I feel completely lost right now. I'm only at my job another eight weeks, I don't know where I'm moving to, I don't know what I am going to do when we move and my best friend isn't here. I feel really lost without John here.
I finished my class this past Monday and don't have school until the end of August. Hopefully I can keep up with this blog more and get other things done that need to get done.
We have been talking at least 30 minutes every night. Sometimes I think it was easier to write letters because you couldn't get mad or frustrated at one another. You could just write how your day went and tell them how much you love them. Now I am backing to trying to consult him about certain things and the evenings seem like they go on forever waiting for the phone call.
Several girls went down last weekend and some are going this weekend and it makes me miss him even more. It makes me wish I lived even a few hours closer because it would be easier to go and visit. At the same time I know he needs to stay focused. Right now he is ranked 40 something out of 140 or so candidates. I am really proud of him for doing so well. Everything counts in OCS, EVERYTHING!

Required action 1. Decide whether each statement agrees with the blog post about missing John, answering yes or no and quoting the words that settle it: (a) The writer finished a class this past Monday. (b) The writer and John talk for at least an hour every night. (c) John is ranked in the top ten of his candidates.
Required action 2. Please write the next paragraph of the blog post about missing John, picking up after its final sentence.
The listing after this blog post about missing John isn't needed for anything here.

Dataset content.
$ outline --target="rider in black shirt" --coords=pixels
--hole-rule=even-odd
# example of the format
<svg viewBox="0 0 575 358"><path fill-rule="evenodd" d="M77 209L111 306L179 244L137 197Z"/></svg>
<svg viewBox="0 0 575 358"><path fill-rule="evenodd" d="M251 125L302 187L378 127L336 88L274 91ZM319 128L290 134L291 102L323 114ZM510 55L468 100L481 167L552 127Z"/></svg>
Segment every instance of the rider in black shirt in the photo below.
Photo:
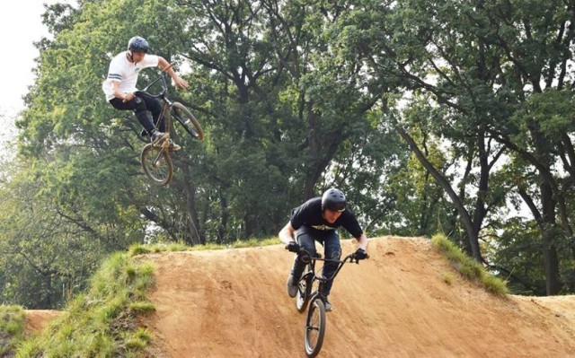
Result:
<svg viewBox="0 0 575 358"><path fill-rule="evenodd" d="M326 190L321 197L309 199L292 212L289 223L279 231L279 240L287 244L286 249L292 252L298 252L300 248L305 249L312 256L315 255L315 241L323 245L325 258L340 259L341 247L340 235L337 229L340 226L348 231L358 241L356 257L358 259L366 258L367 253L367 237L361 230L353 213L346 208L346 198L343 193L338 189ZM296 239L294 240L294 232ZM297 281L301 277L305 264L300 262L296 257L294 266L288 277L288 294L296 297L297 293ZM326 262L322 274L330 278L337 268L337 263ZM332 310L332 306L327 300L330 294L333 280L325 283L323 292L325 296L325 309Z"/></svg>

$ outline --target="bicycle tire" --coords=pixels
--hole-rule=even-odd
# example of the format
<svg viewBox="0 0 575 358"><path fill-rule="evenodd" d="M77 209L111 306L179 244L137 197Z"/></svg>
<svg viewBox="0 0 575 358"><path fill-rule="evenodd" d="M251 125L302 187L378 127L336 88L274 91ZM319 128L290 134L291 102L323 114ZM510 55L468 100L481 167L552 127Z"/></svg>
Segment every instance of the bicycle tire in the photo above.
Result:
<svg viewBox="0 0 575 358"><path fill-rule="evenodd" d="M309 295L312 293L312 284L314 282L314 274L310 271L300 278L297 284L297 293L296 293L296 307L299 312L303 312L307 309L309 303Z"/></svg>
<svg viewBox="0 0 575 358"><path fill-rule="evenodd" d="M165 186L172 181L173 176L173 164L170 154L151 143L142 149L140 156L142 168L146 176L148 177L155 184Z"/></svg>
<svg viewBox="0 0 575 358"><path fill-rule="evenodd" d="M308 357L316 356L322 350L325 335L325 305L320 297L310 303L305 320L305 354Z"/></svg>
<svg viewBox="0 0 575 358"><path fill-rule="evenodd" d="M172 104L171 112L172 118L175 118L190 135L200 141L204 139L204 130L186 106L180 102L174 102Z"/></svg>

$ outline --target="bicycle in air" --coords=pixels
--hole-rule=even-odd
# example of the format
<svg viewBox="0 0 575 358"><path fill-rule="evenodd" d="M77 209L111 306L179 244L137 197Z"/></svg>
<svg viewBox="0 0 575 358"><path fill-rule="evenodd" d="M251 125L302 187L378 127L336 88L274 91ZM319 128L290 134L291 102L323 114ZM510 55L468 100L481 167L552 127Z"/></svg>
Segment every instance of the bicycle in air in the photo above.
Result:
<svg viewBox="0 0 575 358"><path fill-rule="evenodd" d="M355 257L355 253L346 256L342 260L336 260L322 258L319 253L313 257L304 249L300 249L297 255L299 255L299 259L305 263L305 268L297 284L296 307L299 312L304 312L309 306L304 340L305 354L308 357L314 357L322 350L325 335L325 302L321 293L323 291L325 282L328 281L326 277L315 273L315 264L317 261L337 262L339 266L332 276L332 278L335 278L343 265L348 262L358 264L359 260Z"/></svg>
<svg viewBox="0 0 575 358"><path fill-rule="evenodd" d="M165 132L172 135L187 133L191 135L192 138L198 140L204 139L204 131L199 125L199 122L196 119L193 114L180 102L172 102L167 97L168 86L166 83L166 71L172 67L173 64L162 69L160 75L154 81L152 81L145 89L141 92L147 93L148 95L157 98L162 103L162 111L160 117L155 123L155 128L158 129L160 125L164 121L165 124ZM149 88L160 82L161 90L158 93L153 94L148 92ZM172 126L172 123L178 125ZM183 132L181 131L183 129ZM173 163L172 162L172 150L170 141L164 140L160 144L154 144L150 143L144 146L142 153L140 155L140 162L142 162L142 168L146 175L154 181L154 183L159 186L168 185L172 181L173 177Z"/></svg>

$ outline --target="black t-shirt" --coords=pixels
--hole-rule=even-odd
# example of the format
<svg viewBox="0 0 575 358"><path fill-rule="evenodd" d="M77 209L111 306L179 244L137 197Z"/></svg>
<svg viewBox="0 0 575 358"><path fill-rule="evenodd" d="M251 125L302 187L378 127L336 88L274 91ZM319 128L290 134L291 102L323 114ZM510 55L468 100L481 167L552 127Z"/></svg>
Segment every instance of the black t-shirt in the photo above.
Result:
<svg viewBox="0 0 575 358"><path fill-rule="evenodd" d="M363 230L358 223L353 213L346 208L341 215L333 223L328 223L322 216L322 198L314 197L294 209L289 220L291 226L297 230L302 226L314 229L318 234L326 231L333 231L340 226L343 226L356 239L358 239L363 233Z"/></svg>

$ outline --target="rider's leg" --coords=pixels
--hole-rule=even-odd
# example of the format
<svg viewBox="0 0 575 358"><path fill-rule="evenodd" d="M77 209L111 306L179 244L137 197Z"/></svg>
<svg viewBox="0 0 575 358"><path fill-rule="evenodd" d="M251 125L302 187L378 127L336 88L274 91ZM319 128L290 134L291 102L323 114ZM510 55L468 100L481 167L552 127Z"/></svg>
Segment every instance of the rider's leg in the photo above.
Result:
<svg viewBox="0 0 575 358"><path fill-rule="evenodd" d="M137 118L137 121L140 122L144 129L150 135L152 138L152 142L155 144L162 142L170 136L167 133L164 133L163 131L158 131L154 127L152 123L152 118L147 111L147 107L146 106L146 101L142 100L140 97L136 97L134 100L134 114Z"/></svg>
<svg viewBox="0 0 575 358"><path fill-rule="evenodd" d="M323 249L325 250L325 258L339 260L341 257L341 245L340 245L340 235L337 231L333 231L327 234L323 238ZM335 270L338 268L337 262L329 262L326 261L325 265L323 265L323 268L322 270L322 275L326 278L332 278L325 282L323 285L323 292L322 293L324 296L328 296L332 290L332 285L333 284L333 274L335 274Z"/></svg>
<svg viewBox="0 0 575 358"><path fill-rule="evenodd" d="M309 252L312 257L315 256L315 239L311 235L309 230L305 226L301 227L296 231L296 240L302 249ZM291 270L294 277L299 279L304 272L304 268L305 268L305 263L302 262L299 256L296 257L296 259L294 260L294 267Z"/></svg>
<svg viewBox="0 0 575 358"><path fill-rule="evenodd" d="M305 226L296 231L296 240L307 252L313 256L315 255L315 240L314 237L307 232ZM286 284L289 297L296 297L297 293L297 282L304 273L304 268L305 268L305 263L301 260L299 255L296 256L294 266L288 276L288 283Z"/></svg>
<svg viewBox="0 0 575 358"><path fill-rule="evenodd" d="M156 125L158 122L158 118L160 118L160 114L162 113L162 103L160 103L157 98L152 97L143 92L137 92L136 96L137 98L141 98L142 100L144 100L146 109L149 110L152 113L153 124ZM160 123L160 125L158 126L158 130L160 132L165 132L165 123L164 121L162 121L162 123Z"/></svg>

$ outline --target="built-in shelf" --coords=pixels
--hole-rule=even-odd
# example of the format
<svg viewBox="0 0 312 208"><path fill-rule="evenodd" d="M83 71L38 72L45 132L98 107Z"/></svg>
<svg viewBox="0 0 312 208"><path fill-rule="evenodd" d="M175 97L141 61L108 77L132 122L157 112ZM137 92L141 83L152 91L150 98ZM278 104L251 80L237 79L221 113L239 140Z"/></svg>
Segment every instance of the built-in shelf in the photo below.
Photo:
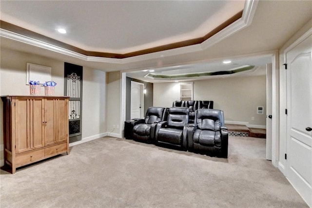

Task result 1.
(a) Yes: "I finished my class this past Monday"
(b) No: "We have been talking at least 30 minutes every night."
(c) No: "Right now he is ranked 40 something out of 140 or so candidates."

Task result 2.
Branching is in three weeks. I am looking forward to seeing John, but know finding what his job is will only be a temporary thing. He is still hoping to branch Medical Services, which we won't find out that day. He did get his application in and everything is set for it, but now we just have to wait and see. If he doesn't get that it looks like he wants to go Artiliary with a Chemical detail.
Does it get easier at they get promoted or is there always something you can't get out of the Army?